# What is asked:
Could you reproduce, word for word, the lines in the records below, starting with the line that contains "Instruction: identify the windshield" and going on through the line that contains "490 357 633 425"?

# Entries shown:
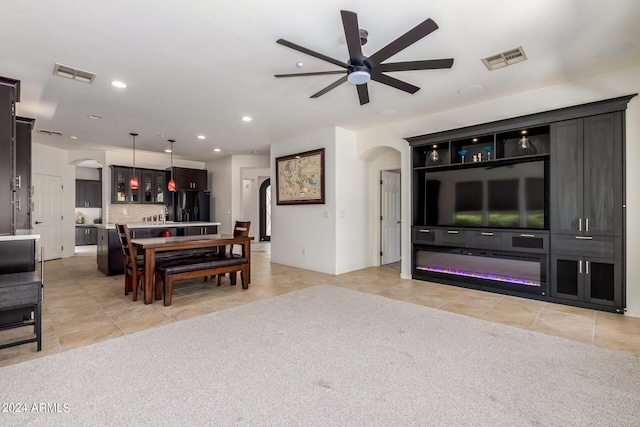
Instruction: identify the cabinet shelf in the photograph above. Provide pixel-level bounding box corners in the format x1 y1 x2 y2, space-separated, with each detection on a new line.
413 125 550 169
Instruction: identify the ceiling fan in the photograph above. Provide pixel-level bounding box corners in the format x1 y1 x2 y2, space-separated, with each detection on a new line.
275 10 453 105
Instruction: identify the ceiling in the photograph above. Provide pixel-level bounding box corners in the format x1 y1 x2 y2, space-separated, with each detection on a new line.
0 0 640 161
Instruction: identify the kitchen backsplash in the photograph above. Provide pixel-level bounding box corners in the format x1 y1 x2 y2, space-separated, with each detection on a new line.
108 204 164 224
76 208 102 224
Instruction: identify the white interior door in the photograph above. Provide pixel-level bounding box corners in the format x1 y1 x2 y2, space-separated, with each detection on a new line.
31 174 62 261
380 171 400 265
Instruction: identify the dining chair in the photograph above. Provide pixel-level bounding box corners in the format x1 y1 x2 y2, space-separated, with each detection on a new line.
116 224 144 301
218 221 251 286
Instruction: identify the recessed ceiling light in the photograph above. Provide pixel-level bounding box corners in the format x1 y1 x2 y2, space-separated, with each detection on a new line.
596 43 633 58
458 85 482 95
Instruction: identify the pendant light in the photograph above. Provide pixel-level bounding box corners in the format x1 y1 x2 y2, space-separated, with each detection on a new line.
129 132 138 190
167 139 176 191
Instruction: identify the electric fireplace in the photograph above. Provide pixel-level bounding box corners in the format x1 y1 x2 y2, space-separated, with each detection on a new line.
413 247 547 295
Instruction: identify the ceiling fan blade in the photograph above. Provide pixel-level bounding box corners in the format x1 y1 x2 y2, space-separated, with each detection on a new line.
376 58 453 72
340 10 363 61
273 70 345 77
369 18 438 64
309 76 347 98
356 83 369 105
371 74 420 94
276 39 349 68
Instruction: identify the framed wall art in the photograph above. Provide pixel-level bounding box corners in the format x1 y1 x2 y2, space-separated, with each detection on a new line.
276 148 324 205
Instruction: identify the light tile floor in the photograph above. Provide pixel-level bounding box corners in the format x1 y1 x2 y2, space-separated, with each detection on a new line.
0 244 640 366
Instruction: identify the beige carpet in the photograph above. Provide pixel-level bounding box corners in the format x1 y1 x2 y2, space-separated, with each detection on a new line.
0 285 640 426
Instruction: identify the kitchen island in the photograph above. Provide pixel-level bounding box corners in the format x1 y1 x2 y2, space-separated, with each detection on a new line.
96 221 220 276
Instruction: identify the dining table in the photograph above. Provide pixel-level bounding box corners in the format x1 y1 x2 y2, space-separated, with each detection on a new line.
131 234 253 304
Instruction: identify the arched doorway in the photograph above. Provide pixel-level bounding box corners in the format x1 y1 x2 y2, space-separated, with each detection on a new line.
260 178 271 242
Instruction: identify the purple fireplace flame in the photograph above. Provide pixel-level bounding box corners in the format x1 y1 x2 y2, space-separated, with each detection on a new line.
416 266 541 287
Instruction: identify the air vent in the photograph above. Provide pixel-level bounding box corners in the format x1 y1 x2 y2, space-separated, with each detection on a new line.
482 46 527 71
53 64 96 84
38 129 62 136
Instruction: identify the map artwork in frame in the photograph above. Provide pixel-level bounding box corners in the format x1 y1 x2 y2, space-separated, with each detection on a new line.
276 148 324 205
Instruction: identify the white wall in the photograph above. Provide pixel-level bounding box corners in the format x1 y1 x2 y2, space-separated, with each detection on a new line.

--

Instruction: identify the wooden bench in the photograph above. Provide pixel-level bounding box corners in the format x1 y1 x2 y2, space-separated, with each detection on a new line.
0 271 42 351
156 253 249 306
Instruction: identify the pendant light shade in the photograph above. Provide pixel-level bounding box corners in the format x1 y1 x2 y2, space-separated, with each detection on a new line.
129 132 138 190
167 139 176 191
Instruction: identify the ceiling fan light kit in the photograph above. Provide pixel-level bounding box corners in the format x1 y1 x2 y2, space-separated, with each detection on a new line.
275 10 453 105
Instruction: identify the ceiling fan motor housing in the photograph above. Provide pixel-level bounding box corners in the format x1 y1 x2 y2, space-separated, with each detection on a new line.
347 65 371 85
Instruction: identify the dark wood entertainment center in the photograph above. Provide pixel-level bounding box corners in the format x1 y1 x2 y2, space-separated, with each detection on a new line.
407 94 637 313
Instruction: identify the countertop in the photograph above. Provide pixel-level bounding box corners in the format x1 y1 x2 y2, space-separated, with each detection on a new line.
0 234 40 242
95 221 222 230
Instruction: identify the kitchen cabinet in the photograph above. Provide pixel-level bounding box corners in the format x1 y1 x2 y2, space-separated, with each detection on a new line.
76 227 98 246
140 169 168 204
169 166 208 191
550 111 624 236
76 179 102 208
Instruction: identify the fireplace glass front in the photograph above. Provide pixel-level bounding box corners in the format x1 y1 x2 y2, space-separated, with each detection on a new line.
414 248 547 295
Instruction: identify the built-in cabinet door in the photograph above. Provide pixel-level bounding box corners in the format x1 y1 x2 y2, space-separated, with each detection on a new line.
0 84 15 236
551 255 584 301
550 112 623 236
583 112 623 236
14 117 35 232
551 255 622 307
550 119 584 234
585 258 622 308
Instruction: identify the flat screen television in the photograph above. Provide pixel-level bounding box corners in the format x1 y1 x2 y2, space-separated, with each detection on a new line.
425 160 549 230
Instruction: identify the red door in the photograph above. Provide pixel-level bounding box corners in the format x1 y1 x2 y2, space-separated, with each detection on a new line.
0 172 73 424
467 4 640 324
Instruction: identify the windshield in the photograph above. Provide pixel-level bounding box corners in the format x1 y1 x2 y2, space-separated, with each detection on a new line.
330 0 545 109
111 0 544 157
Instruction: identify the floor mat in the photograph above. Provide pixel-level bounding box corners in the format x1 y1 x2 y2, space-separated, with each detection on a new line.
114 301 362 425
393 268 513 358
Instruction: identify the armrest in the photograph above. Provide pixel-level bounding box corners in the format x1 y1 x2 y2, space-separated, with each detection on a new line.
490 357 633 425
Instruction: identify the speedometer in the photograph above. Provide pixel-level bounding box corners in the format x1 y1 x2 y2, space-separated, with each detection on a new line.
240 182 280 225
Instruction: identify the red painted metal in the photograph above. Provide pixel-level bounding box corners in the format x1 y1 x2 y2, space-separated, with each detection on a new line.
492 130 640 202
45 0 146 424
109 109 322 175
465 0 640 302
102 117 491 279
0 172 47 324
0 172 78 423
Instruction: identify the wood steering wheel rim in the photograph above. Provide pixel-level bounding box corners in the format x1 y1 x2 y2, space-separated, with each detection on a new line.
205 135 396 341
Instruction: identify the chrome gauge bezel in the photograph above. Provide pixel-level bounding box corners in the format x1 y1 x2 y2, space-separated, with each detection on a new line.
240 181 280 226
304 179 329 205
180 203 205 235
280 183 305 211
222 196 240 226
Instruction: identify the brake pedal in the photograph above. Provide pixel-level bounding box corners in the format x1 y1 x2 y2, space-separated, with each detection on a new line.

--

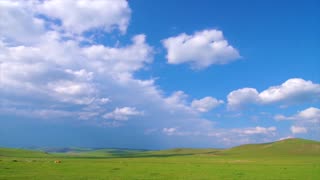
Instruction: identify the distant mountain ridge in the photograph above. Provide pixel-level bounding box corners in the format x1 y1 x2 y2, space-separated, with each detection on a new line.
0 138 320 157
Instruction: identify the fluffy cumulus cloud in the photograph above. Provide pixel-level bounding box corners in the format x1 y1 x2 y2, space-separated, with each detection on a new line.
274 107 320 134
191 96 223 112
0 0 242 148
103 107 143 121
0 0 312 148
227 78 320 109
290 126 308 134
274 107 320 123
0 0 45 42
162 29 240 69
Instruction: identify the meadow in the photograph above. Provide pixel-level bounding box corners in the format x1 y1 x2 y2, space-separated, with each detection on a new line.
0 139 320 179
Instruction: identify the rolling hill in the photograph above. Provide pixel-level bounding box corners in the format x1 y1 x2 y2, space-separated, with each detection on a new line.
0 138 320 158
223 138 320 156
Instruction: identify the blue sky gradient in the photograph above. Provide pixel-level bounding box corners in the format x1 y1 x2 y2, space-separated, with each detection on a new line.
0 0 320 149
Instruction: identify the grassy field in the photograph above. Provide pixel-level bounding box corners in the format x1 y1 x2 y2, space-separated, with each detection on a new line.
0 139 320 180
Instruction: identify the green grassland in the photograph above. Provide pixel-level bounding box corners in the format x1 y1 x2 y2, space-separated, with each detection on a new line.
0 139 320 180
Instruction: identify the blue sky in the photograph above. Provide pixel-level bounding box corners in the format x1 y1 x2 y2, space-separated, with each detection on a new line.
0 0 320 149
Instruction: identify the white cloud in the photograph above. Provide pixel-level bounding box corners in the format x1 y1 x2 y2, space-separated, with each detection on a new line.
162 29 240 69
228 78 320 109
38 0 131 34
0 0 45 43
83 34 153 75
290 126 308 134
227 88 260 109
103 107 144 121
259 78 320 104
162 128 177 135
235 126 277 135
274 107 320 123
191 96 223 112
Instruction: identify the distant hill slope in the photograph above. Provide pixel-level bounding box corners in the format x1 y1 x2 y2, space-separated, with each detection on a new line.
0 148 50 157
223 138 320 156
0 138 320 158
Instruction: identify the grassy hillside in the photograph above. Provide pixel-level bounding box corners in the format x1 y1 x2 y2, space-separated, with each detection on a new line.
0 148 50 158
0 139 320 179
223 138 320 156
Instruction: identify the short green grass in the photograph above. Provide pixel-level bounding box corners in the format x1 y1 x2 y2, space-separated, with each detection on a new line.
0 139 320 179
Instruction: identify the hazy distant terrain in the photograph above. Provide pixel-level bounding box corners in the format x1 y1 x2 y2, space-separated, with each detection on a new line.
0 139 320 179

# The output:
Instruction: identify the windshield in the photograph above. Provide pixel-level bounding box corners in the format x1 y1 x2 y2, space-separated, with each detection on a new line.
330 0 545 109
111 0 544 157
Instruction: identify the floor mat in the photograph above. Provide pixel-level bounding box corners in the format x1 y1 x2 y2, space-separated, with each detection on a new line.
114 301 362 425
393 268 513 358
Instruction: identify the armrest in the photograph above. Provide pixel-level bounding box corners in the format x1 y1 x2 y2, space-separated, with each detection on a new line.
490 357 633 425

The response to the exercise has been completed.